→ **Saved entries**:
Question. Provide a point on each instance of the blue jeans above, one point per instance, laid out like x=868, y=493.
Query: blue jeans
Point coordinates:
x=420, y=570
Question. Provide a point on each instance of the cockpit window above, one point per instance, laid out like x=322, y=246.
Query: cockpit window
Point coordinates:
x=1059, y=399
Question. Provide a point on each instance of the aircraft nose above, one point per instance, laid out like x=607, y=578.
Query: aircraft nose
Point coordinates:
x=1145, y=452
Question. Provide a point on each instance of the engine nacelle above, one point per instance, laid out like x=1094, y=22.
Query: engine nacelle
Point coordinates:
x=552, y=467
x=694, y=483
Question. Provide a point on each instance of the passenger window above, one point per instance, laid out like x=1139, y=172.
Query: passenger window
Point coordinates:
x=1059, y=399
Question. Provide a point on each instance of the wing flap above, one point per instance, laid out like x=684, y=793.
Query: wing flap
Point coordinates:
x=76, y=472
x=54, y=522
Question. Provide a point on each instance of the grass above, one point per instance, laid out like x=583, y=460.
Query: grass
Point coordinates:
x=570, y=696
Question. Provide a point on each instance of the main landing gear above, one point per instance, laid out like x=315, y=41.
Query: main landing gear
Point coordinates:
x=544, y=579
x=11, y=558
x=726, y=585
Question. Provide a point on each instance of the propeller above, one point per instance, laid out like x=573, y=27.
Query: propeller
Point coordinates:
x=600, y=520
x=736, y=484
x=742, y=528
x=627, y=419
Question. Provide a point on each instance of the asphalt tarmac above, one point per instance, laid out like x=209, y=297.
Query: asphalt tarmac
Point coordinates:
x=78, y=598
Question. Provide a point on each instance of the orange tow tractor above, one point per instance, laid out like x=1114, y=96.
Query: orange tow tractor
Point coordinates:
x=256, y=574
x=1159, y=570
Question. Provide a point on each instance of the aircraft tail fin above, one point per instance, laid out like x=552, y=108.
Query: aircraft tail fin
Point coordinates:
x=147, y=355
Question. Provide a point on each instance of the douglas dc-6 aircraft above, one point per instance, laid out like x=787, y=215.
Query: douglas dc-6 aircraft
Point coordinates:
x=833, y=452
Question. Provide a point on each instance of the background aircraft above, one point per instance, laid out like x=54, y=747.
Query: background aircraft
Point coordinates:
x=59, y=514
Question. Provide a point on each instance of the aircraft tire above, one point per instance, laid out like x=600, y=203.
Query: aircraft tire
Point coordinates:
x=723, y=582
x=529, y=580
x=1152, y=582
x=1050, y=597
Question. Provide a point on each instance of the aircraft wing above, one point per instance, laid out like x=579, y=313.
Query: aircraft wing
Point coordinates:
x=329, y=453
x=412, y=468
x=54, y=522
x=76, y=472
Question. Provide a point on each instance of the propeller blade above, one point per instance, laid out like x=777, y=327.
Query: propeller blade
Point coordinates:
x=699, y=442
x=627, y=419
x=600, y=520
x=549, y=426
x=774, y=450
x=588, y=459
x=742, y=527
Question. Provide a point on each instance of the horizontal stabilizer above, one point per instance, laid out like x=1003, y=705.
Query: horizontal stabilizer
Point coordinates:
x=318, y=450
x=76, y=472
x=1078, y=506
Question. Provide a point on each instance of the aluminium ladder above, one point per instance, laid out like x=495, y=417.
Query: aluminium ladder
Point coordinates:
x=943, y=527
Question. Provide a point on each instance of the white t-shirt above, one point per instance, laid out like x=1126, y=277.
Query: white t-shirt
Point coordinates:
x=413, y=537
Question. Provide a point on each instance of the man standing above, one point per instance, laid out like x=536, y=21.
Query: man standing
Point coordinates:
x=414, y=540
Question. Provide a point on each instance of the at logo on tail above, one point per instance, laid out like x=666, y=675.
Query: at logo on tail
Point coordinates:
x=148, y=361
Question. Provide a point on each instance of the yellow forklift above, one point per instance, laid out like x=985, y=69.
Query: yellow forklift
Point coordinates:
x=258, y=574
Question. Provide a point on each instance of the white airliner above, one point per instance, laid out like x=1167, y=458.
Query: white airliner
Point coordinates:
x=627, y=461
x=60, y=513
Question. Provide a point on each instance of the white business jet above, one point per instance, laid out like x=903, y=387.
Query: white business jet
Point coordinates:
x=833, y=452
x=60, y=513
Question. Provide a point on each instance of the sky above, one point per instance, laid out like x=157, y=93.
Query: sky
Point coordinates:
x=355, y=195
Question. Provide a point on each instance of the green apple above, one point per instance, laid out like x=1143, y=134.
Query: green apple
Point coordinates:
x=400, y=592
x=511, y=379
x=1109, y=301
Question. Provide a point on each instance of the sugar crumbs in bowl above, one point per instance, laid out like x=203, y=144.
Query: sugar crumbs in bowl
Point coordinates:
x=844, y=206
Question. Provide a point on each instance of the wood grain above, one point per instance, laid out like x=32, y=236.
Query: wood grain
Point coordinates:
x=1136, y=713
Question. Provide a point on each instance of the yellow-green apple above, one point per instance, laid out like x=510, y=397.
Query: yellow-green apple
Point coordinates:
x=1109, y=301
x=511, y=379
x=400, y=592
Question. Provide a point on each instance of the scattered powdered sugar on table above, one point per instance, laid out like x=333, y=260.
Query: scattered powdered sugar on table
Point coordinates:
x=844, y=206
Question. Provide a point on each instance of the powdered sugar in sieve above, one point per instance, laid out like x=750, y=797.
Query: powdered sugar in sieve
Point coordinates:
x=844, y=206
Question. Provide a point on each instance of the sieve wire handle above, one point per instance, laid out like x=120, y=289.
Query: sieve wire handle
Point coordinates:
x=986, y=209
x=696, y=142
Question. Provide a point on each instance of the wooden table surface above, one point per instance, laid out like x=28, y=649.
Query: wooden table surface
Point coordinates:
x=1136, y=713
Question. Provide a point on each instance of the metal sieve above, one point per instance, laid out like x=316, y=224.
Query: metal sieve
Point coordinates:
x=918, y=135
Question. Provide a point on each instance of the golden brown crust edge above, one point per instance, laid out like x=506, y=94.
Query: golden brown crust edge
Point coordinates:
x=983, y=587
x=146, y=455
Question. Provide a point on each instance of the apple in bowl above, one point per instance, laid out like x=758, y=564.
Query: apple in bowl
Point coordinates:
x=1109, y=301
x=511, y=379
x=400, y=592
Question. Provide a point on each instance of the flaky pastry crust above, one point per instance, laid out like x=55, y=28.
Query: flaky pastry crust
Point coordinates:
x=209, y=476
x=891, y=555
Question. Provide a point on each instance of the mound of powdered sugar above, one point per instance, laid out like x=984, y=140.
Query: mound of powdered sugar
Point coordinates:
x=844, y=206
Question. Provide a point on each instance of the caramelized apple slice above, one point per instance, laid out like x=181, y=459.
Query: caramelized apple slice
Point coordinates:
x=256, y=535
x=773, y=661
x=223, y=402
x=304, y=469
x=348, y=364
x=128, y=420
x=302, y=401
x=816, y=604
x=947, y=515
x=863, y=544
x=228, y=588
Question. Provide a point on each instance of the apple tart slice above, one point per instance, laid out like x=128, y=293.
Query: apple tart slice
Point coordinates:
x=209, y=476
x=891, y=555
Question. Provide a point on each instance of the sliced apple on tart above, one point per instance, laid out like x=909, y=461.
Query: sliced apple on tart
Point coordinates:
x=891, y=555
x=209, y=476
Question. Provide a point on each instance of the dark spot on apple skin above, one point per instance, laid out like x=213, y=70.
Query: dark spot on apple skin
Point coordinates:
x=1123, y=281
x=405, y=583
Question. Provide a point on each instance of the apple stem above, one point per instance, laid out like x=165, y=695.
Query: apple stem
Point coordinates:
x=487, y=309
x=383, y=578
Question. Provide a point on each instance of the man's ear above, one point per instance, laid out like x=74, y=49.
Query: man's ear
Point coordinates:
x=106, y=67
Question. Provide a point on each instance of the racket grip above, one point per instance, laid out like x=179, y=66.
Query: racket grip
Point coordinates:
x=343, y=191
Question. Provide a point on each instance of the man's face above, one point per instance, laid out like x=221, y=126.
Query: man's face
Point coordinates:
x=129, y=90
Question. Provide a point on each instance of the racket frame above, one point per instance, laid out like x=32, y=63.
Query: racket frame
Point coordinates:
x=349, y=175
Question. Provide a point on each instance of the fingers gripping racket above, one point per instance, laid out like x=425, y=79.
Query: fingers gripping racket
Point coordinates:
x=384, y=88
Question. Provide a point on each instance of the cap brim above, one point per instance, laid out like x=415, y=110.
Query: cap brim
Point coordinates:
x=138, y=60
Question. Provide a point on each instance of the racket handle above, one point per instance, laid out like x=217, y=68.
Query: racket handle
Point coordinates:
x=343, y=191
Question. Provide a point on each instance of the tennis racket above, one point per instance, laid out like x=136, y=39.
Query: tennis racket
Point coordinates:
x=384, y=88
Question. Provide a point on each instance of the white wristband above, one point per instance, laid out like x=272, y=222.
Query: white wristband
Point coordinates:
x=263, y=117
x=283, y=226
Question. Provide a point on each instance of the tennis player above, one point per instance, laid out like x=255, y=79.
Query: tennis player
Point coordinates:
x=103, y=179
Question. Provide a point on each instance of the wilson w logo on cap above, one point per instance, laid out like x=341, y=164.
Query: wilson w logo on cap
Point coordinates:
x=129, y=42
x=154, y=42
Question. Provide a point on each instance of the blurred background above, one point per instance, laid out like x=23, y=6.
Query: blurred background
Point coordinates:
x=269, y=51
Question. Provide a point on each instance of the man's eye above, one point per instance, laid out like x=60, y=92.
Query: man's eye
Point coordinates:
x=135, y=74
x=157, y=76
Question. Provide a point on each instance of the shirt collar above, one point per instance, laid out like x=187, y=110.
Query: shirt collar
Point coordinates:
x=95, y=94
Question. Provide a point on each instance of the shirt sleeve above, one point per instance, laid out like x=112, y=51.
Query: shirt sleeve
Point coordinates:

→ **EXERCISE BRIEF**: Print only the lines from the one with "Question. Provide a point on each instance of the tennis racket" to the end of the records, both included.

→ **FINISHED TASK**:
Question. Provide a point on each instance of the tennis racket above, one point per instance, laid out like x=136, y=39.
Query: tennis racket
Point coordinates:
x=384, y=88
Question. Provide a point on each instance of the white wristband above, one point per instance, laid out like x=272, y=222.
Query: white wristband
Point coordinates:
x=263, y=117
x=283, y=226
Question. Provide a point on each instance of the tennis player above, one point per instance, laid out like x=255, y=79.
Query: tennis player
Point coordinates:
x=103, y=179
Question. Provide a point on each instance of the wilson w logo on cap above, one point per instance, laid out like x=341, y=164.
Query: wilson w logo on cap
Point coordinates:
x=129, y=42
x=154, y=42
Question. Provide a point on each instance of the blurred background above, one point per instance, laid out like x=23, y=6.
Query: blurred background
Point coordinates:
x=269, y=51
Question. Provide a point on each instance of the man's eye above, one point per instance, laid out like x=60, y=92.
Query: man's eye
Point coordinates:
x=135, y=74
x=157, y=76
Question. Provide a point on each instance of the shirt collar above, one point per instance, laid out like x=187, y=110.
Query: shirt collar
Point coordinates:
x=95, y=94
Question. Provide a point on each instance of the shirt sleeve above, one point per instance, laid out like x=112, y=51.
Query: shirt sleeve
Point coordinates:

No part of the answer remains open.